# TASK STATEMENT:
Echo the listing below verbatim, line for line, without changing any character.

Records from a data source:
------------------------------
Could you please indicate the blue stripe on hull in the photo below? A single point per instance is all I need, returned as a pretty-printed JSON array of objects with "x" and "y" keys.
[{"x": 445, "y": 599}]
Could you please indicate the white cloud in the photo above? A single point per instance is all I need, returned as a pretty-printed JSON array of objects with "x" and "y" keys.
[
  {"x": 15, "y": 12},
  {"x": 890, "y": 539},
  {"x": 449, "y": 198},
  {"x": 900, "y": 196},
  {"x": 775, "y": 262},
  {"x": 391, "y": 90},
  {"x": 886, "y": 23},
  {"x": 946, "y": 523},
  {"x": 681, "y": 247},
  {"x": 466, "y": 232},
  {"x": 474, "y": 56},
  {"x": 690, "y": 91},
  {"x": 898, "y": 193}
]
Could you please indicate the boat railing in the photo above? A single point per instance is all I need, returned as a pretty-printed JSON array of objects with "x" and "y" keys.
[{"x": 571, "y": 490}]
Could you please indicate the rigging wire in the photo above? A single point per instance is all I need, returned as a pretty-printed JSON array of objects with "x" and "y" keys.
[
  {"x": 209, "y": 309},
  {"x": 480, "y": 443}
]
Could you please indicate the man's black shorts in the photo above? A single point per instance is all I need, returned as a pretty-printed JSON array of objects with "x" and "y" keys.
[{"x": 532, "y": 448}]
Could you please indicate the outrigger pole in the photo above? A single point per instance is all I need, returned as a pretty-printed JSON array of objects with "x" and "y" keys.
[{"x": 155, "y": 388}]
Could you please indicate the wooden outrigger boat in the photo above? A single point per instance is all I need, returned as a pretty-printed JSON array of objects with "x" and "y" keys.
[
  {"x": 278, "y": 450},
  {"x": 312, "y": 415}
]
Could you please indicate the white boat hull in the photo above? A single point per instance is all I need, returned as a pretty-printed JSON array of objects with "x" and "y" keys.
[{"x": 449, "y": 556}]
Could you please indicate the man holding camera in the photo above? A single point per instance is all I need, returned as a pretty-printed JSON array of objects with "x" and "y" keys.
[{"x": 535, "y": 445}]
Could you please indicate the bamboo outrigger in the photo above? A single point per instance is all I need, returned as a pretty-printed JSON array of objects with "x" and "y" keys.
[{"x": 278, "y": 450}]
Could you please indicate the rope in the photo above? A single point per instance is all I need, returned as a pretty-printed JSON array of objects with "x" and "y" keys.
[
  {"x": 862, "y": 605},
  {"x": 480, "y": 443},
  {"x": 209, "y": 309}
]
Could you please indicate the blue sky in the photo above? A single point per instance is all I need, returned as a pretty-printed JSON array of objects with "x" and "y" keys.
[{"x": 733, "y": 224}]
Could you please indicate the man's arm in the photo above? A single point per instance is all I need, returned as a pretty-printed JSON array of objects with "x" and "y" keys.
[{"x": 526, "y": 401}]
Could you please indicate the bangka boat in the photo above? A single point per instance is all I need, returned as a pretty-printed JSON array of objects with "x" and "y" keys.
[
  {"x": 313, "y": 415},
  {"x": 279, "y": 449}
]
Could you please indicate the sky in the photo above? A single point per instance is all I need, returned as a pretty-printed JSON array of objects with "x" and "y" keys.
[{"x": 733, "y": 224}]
------------------------------
# SOLUTION TO THIS PROBLEM:
Could you please indicate the blue stripe on hull in the photo below? A single point per instance is all I need, returned as a pretty-printed JSON array of objects with "x" and "y" keys.
[{"x": 445, "y": 599}]
Could you please indicate the white cloud in the photo above? A single point per instance is all I need, returned as a pretty-printed JSON array of objects with "x" and "y" keys.
[
  {"x": 15, "y": 12},
  {"x": 890, "y": 539},
  {"x": 449, "y": 198},
  {"x": 900, "y": 196},
  {"x": 775, "y": 262},
  {"x": 391, "y": 90},
  {"x": 886, "y": 23},
  {"x": 946, "y": 523},
  {"x": 681, "y": 247},
  {"x": 466, "y": 232},
  {"x": 474, "y": 56},
  {"x": 690, "y": 91},
  {"x": 898, "y": 193}
]
Could you please indicate the boat railing in the photo above? A single point per instance is all I need, returned as a pretty-printed JSON array of objects with "x" and "y" keys.
[{"x": 571, "y": 490}]
Could you please indicate the rigging wire in the photo above? A single point per instance is all I need, returned as a pretty-printed JSON array of objects with "x" and "y" keys.
[
  {"x": 209, "y": 309},
  {"x": 480, "y": 443}
]
Could you please indicate the man's black shorts in the photo above? A single point per instance is all I need, returned as a pretty-printed JSON array of objects with "x" and "y" keys.
[{"x": 532, "y": 448}]
Could you please indicate the outrigger pole in the photo above? A single point per instance is all I need, returned as a pretty-printed JSON array of objects with "x" and "y" keys.
[{"x": 155, "y": 388}]
Could you please indicate the wooden outrigger boat in the photo above? A single point per instance is all I need, returned as a pretty-printed JSON array of objects with "x" and "y" keys.
[
  {"x": 278, "y": 450},
  {"x": 312, "y": 415}
]
Could you please indicate the white boat hull in the photo above? A single point per instance is all I need, returned as a pretty-printed JSON array of objects with "x" and "y" keys.
[{"x": 449, "y": 556}]
Could you please indicate the man holding camera in the photo above? A single point per instance is all I need, returned as a pretty-printed JSON array of objects with "x" and "y" keys.
[{"x": 535, "y": 445}]
Could you please indicate the bamboo outrigger in the photo above? A single point per instance is all I need, returned as a pretty-printed JSON array of objects with "x" and "y" keys.
[{"x": 278, "y": 450}]
Could you please indicate the rope in the photo above? A single point per instance is all I need, returned as a pretty-printed JSON array of objects with "x" and "y" keys.
[
  {"x": 862, "y": 605},
  {"x": 480, "y": 443},
  {"x": 209, "y": 309}
]
Could you please indicate the blue sky in the photo above? A single point per instance is all I need, returned as a pretty-printed JSON array of objects with "x" and "y" keys.
[{"x": 733, "y": 224}]
Could you please indicate the man's arm in the photo above? A single point per instance is all I need, returned as a pretty-printed JSON array of objects with "x" and "y" keys.
[{"x": 526, "y": 401}]
Could you please indicate the bangka boat in the photo above? A single point per instance is all I need, returned as a pretty-printed JSON array of objects with "x" and "y" keys.
[
  {"x": 313, "y": 415},
  {"x": 279, "y": 449}
]
Could you please indicate the sky in the photo above? A single point per instance is all I need, returned as a pretty-printed JSON array of objects with "x" and "y" keys.
[{"x": 733, "y": 224}]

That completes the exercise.